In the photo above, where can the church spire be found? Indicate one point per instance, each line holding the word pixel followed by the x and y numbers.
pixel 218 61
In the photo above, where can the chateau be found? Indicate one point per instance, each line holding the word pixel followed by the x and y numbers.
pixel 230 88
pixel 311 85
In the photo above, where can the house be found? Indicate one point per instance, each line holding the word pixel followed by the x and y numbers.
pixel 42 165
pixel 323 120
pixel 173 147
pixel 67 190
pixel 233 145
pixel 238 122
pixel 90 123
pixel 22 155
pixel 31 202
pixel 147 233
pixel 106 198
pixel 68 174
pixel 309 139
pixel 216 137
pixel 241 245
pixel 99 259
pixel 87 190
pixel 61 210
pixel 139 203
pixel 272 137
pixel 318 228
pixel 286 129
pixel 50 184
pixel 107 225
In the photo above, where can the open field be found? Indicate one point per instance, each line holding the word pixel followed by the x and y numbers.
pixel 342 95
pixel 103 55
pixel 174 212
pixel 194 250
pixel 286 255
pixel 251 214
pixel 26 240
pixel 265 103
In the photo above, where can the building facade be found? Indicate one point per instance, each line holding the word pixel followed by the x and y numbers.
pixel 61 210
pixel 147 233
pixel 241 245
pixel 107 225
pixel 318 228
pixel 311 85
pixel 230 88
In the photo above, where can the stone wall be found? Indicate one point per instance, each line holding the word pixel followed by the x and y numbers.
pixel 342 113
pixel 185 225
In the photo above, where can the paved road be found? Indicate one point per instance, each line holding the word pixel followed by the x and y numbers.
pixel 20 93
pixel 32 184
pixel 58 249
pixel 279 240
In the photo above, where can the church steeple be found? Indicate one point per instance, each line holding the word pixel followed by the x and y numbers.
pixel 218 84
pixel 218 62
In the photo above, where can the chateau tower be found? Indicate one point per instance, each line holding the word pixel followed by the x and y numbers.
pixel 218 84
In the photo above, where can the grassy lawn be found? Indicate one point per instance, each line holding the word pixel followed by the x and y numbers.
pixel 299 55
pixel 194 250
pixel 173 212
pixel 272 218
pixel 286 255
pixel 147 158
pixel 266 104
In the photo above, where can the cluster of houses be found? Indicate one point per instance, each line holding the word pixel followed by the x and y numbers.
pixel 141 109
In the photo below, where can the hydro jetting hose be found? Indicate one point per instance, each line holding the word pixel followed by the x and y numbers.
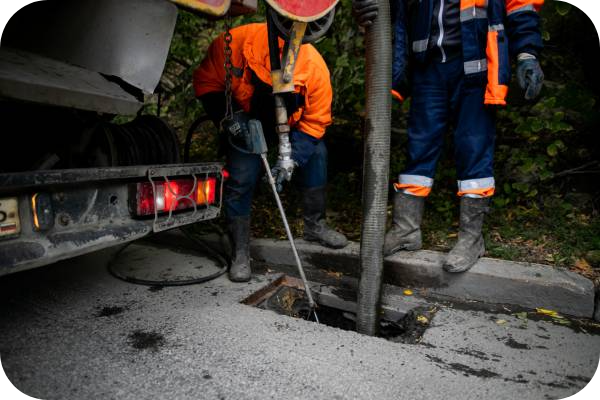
pixel 208 251
pixel 375 168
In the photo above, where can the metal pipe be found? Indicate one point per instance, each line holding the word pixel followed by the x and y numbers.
pixel 375 168
pixel 311 302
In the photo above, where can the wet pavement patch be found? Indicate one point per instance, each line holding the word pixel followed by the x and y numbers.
pixel 146 340
pixel 462 368
pixel 110 311
pixel 286 296
pixel 516 345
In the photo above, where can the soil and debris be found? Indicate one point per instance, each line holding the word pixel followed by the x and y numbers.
pixel 292 302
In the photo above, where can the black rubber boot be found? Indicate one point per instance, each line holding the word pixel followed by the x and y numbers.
pixel 470 245
pixel 405 233
pixel 239 233
pixel 315 225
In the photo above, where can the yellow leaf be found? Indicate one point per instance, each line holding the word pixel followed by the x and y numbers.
pixel 549 313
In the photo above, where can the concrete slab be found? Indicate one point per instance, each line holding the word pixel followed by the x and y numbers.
pixel 490 280
pixel 72 331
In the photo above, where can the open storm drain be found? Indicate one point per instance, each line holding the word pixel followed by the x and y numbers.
pixel 286 296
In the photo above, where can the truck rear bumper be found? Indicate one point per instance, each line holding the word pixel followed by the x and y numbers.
pixel 90 209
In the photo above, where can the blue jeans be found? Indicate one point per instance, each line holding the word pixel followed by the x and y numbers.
pixel 245 170
pixel 443 98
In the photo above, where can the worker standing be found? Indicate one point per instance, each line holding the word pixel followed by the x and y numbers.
pixel 453 57
pixel 310 109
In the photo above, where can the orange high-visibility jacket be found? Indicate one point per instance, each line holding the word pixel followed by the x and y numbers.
pixel 250 51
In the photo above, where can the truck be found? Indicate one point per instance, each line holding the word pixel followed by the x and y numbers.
pixel 72 179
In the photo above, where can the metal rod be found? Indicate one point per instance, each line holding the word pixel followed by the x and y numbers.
pixel 311 302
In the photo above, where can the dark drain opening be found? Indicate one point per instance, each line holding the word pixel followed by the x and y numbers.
pixel 286 296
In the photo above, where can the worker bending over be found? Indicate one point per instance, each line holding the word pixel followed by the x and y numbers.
pixel 310 110
pixel 453 57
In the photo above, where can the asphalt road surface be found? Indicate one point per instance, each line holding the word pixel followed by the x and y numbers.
pixel 73 331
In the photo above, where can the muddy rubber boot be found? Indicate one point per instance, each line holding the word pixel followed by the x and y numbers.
pixel 315 225
pixel 405 233
pixel 470 245
pixel 239 233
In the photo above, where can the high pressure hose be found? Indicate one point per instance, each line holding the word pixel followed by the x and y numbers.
pixel 375 167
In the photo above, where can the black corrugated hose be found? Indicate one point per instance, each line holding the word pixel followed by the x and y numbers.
pixel 375 167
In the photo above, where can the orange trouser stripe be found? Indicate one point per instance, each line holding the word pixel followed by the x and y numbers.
pixel 415 190
pixel 487 192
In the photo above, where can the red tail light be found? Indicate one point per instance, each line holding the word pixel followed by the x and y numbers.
pixel 174 195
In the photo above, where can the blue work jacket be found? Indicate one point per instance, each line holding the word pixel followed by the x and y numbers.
pixel 492 31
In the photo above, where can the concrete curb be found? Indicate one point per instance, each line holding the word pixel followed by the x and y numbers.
pixel 490 280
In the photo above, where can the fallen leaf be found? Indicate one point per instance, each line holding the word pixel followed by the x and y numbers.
pixel 521 315
pixel 549 313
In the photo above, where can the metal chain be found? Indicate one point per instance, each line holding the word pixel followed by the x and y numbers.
pixel 228 68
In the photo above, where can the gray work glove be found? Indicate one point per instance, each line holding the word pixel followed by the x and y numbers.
pixel 364 11
pixel 282 171
pixel 529 75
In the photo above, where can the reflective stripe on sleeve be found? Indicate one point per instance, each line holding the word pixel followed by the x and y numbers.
pixel 527 7
pixel 472 13
pixel 472 67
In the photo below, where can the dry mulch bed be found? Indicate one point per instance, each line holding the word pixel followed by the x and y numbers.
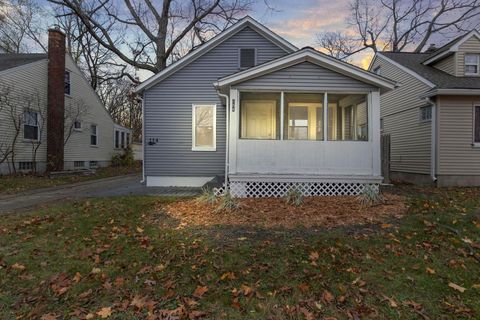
pixel 325 212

○ ○ ○

** Requirements **
Write out all of the entries above word for word, leaving out the pictures.

** Solution to this exercise **
In the photo above, where can the church spire be found? Indicate one point per instance, each line holding the word pixel followed by the x and y numbers.
pixel 218 61
In the photo above, where can the chateau be found? Indicate one point per instance, each line holding the word pixel followed by the x and y numbers.
pixel 230 88
pixel 311 85
In the photo above, where can the house be found? Indicate one point per instance, each line holding the word pixel followed by the x and y numbers.
pixel 42 165
pixel 323 120
pixel 173 147
pixel 67 190
pixel 233 145
pixel 238 122
pixel 90 123
pixel 22 155
pixel 31 202
pixel 147 233
pixel 106 198
pixel 68 174
pixel 309 139
pixel 216 137
pixel 241 245
pixel 99 259
pixel 87 190
pixel 61 210
pixel 139 203
pixel 272 137
pixel 318 228
pixel 286 129
pixel 50 184
pixel 107 225
In the photo above, where can the open field be found? Indicate one point per instance, each line holding the word pixel followed by the x and y numbers.
pixel 342 95
pixel 103 55
pixel 174 212
pixel 194 250
pixel 286 255
pixel 251 214
pixel 26 240
pixel 265 103
In the photo above, where can the building facade be found? Indicate one point per instance, each line holding the word pixel followed by the x and y numbers.
pixel 61 210
pixel 147 233
pixel 241 245
pixel 107 225
pixel 318 228
pixel 311 85
pixel 230 88
In the photo above, where can the stone wall be found? Indicate one point per instance, each line holding the word pixel followed by the x and y numbers.
pixel 342 113
pixel 185 225
In the photo above, where can the paved road be found? Indicate one point per instance, each line holding the word pixel followed by the x and y numbers.
pixel 20 93
pixel 32 184
pixel 58 249
pixel 279 240
In the photo above, where can the church steeple be found? Indicate one point per instance, each line holding the word pixel followed by the x and y numbers.
pixel 218 84
pixel 218 62
In the photo above, where can the chateau tower be found? Indicate one point per instance, each line holding the word pixel followed by the x and y numbers.
pixel 218 84
In the photo above, where can the grassy lawn be found? Indicate one point per instance, each line holding the word pixel followed by the x and y numbers.
pixel 299 55
pixel 194 250
pixel 173 212
pixel 272 218
pixel 286 255
pixel 147 158
pixel 266 104
In the photo above, where can the cluster of houses be found? Indicate one point per instance, each line holding the word pixel followed by the x and y numbers.
pixel 141 109
In the photo below, where can the hydro jetting hose be found? Indicate one point per instance, each line holding the word pixel followed by the x and y numbers.
pixel 208 251
pixel 375 168
In the photo above, where can the metal pipe be found? Indicate one point per instance, each line holding the word pixel followed by the x and y numbers.
pixel 375 168
pixel 311 302
In the photo above, where can the wet pavement patch be found? Indicate one point per instance, each line holding the word pixel followed by the x and y numbers.
pixel 146 340
pixel 462 368
pixel 110 311
pixel 286 296
pixel 516 345
In the photo above, where can the soil and debris be found? Indicate one point per instance, each line holding the word pixel followed by the x and y numbers.
pixel 292 302
In the photo above, where can the black rubber boot be found? Indicate one point per instance, each line holding the word pixel followed by the x and y numbers.
pixel 470 245
pixel 405 233
pixel 239 233
pixel 315 225
In the photo above, where can the yellow leaf be found? Indicate one point per instance, each line holding the word pixel followed by the x and y numbers.
pixel 549 313
In the photo above, where can the concrete slab be found? Indicate one point per instance, each line holding the word pixel followed by the x and y numbers.
pixel 490 280
pixel 72 331
In the photo above, where can the open storm drain be found? Indicate one point per instance, each line holding the word pixel followed by the x and y numbers.
pixel 286 296
In the photo above, where can the truck rear bumper be found? Indicate one point per instance, each line holding the word pixel followed by the x and y numbers.
pixel 90 209
In the photo above, where can the blue jeans be found? Indicate one point per instance, each line holding the word pixel followed by the x and y numbers.
pixel 245 170
pixel 443 98
In the photo above, where can the worker standing be found? Indicate one point per instance, each line holding the word pixel followed by the x and y numbers.
pixel 453 57
pixel 310 109
In the photo above, where can the orange high-visibility jacket be found? Indicate one point per instance, each line holding the word pixel followed by the x and y numbers.
pixel 250 51
In the photo above, where can the truck be found? Indicate one point per instance, each line holding the word pixel followed by the x and y numbers.
pixel 72 179
In the photo above, where can the metal rod be found? Indicate one point per instance, each line holding the word pixel followed by the x and y numbers.
pixel 311 302
In the photo above, where can the dark drain opening be found? Indicate one point per instance, each line holding the word pixel followed by the x and y numbers.
pixel 286 296
In the photo above, where can the worker bending over be found? Indicate one point per instance, each line holding the word pixel followed by the x and y numbers.
pixel 310 110
pixel 453 57
In the photo above, where can the asphalt road surface be found? Indicate one point per instance, each line holding the word pixel followed by the x and y numbers.
pixel 73 331
In the photo above, where can the muddy rubber boot be found? Indicate one point per instance, each line holding the word pixel followed by the x and y numbers.
pixel 315 225
pixel 405 233
pixel 470 245
pixel 239 233
In the photo above, where can the high pressure hose be found? Indicate one point per instance, each line holding the word pixel followed by the x and y numbers.
pixel 375 167
In the photo above, where can the black corrugated hose be found? Indicate one point per instance, each line holding the word pixel followed by the x and y numbers.
pixel 375 167
In the photo above, where can the orange trouser stripe be found? Indicate one point per instance, each line holding the word pixel followed by the x and y numbers.
pixel 415 190
pixel 487 192
In the photo above, where can the red tail light be found? Indicate one point per instance, each line holding the word pixel followed by the x and y numbers.
pixel 174 195
In the photo above, where can the blue work jacket be found? Indicate one point per instance, each line holding the word pixel followed by the x and y numbers.
pixel 492 31
In the photo above, where can the concrete curb be found? Indicate one point per instance, each line holding the word pixel followed by the x and y numbers.
pixel 490 280
In the photo above, where can the fallen leaf be found? Indicate one point per instance, each line holding the word pixel followed by the x and y numbers.
pixel 521 315
pixel 549 313
In the photo above, where can the metal chain be found? Indicate one point per instance, each line holding the word pixel followed by the x and y numbers.
pixel 228 68
In the photo above, where can the gray work glove be found? Indicate one point per instance, each line holding the word pixel followed by the x and y numbers.
pixel 364 11
pixel 282 171
pixel 529 75
In the photo above, where can the reflective stripe on sleeve be found? Indicate one point per instance, each line holding the word pixel followed by the x and y numbers.
pixel 527 7
pixel 472 13
pixel 472 67
In the photo below, where can the dry mulch bed be found? Indicate one point per instance, each line holding the word pixel followed by the x and y numbers.
pixel 325 212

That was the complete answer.